▶ WHAT THE TASK REQUIRES:
Every record below, from first to last: print it exactly as shown.

Spatial localization data
****************
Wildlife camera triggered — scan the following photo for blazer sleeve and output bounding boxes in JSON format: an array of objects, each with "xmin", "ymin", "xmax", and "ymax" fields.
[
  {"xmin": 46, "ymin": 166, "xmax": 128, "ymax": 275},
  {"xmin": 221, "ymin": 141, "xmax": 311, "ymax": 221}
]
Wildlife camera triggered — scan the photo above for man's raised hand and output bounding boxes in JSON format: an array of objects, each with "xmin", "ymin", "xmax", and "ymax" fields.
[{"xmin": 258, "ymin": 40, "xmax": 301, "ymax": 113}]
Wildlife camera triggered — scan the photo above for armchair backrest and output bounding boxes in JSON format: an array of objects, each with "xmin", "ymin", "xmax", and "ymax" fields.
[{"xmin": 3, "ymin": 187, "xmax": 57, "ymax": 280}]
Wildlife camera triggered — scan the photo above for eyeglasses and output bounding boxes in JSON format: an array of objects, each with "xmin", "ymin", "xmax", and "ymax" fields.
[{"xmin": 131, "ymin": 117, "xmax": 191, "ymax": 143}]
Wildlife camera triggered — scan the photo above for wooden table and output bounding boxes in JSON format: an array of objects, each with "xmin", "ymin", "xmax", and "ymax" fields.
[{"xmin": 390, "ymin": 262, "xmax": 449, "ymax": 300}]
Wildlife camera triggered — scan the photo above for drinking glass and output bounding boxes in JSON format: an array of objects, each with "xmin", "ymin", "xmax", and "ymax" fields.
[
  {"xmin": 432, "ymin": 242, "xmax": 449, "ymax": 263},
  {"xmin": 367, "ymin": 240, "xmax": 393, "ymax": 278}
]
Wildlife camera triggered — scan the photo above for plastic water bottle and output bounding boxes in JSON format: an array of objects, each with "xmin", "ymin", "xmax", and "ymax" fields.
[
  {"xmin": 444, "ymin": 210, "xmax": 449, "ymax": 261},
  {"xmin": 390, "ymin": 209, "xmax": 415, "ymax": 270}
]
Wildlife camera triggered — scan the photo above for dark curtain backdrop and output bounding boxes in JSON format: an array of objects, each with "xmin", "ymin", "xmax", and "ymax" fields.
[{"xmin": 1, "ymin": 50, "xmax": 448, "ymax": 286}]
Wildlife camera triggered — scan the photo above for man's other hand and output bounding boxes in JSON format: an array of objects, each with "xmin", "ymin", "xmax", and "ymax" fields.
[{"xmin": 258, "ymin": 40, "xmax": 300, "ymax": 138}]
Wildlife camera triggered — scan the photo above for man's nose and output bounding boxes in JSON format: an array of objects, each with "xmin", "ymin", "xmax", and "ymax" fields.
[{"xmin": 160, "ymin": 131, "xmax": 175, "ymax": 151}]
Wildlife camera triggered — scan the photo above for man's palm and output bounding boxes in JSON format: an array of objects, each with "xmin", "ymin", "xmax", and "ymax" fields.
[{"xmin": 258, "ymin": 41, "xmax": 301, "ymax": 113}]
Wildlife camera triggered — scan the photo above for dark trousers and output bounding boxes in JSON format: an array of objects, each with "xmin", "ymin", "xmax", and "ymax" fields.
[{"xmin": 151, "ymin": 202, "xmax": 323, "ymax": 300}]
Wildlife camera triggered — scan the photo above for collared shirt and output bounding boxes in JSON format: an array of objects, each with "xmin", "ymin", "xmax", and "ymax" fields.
****************
▶ FINISHED EXERCISE:
Wildlife camera triggered — scan the following photo for blazer sleeve and output bounding boxes in JSON format: an array of objects, each with "xmin", "ymin", "xmax", and "ymax" fields.
[
  {"xmin": 46, "ymin": 166, "xmax": 128, "ymax": 275},
  {"xmin": 221, "ymin": 141, "xmax": 311, "ymax": 221}
]
Wildlife camera triggered — scan the photo above for man's raised hand and output bounding boxes in JSON format: an array of objects, each with "xmin", "ymin", "xmax", and "ymax" fields.
[{"xmin": 258, "ymin": 40, "xmax": 301, "ymax": 113}]
Wildlife camera triggered — scan the photo above for armchair backrest and output bounding boxes in JSON format: an array of objects, each with "xmin", "ymin", "xmax", and "ymax" fields.
[{"xmin": 3, "ymin": 187, "xmax": 57, "ymax": 280}]
Wildlife camera triggered — scan the photo above for eyeglasses and output bounding boxes in JSON format: an array of objects, each with "xmin", "ymin", "xmax", and "ymax" fields.
[{"xmin": 131, "ymin": 117, "xmax": 191, "ymax": 143}]
Wildlife camera triggered — scan the photo above for wooden table and output bounding boxes in JSON format: an array of objects, each with "xmin", "ymin", "xmax", and "ymax" fields.
[{"xmin": 390, "ymin": 262, "xmax": 449, "ymax": 300}]
Wildlife camera triggered — scan the photo above for drinking glass and output bounding boxes in JSON format: an array of objects, each with "xmin", "ymin", "xmax", and "ymax" fields.
[
  {"xmin": 432, "ymin": 242, "xmax": 449, "ymax": 263},
  {"xmin": 367, "ymin": 240, "xmax": 393, "ymax": 278}
]
Wildlife camera triggered — scan the photo above for plastic water bottle and output bounding boxes in JSON format: an array of objects, each with "xmin", "ymin", "xmax", and "ymax" fields.
[
  {"xmin": 444, "ymin": 210, "xmax": 449, "ymax": 261},
  {"xmin": 390, "ymin": 209, "xmax": 415, "ymax": 270}
]
Wildlife camera triggered — scan the photo above for dark curtain backdrop and output bounding boxes in JSON format: an array of objects, each with "xmin", "ymin", "xmax", and "ymax" fields.
[{"xmin": 1, "ymin": 50, "xmax": 448, "ymax": 286}]
Wildlife camera triggered — scan the photo above for man's other hand and output bounding boxes in JSON format: an array of objects, each with "xmin", "ymin", "xmax", and "ymax" fields.
[{"xmin": 258, "ymin": 40, "xmax": 300, "ymax": 138}]
Wildlife camera triggered — scan the photo above for man's nose and output bounding boxes in JSON format: an array of objects, each with "xmin", "ymin", "xmax", and "ymax" fields.
[{"xmin": 160, "ymin": 131, "xmax": 175, "ymax": 151}]
Wildlife camera triggered — scan the photo above for man's palm and output bounding boxes in JSON format: an array of objects, each with "xmin", "ymin", "xmax", and "ymax" fields.
[{"xmin": 258, "ymin": 41, "xmax": 301, "ymax": 113}]
Wildlife camera triggered — scan the photo above for dark trousers and output bounding boxes in JSON format: an array of objects, each with "xmin", "ymin", "xmax", and "ymax" fields.
[{"xmin": 151, "ymin": 202, "xmax": 323, "ymax": 300}]
Wildlife camera triggered — scan the photo above for collared shirt and output bounding boxes in JSON format: an array of objects, each with "xmin", "ymin", "xmax", and "ymax" fields.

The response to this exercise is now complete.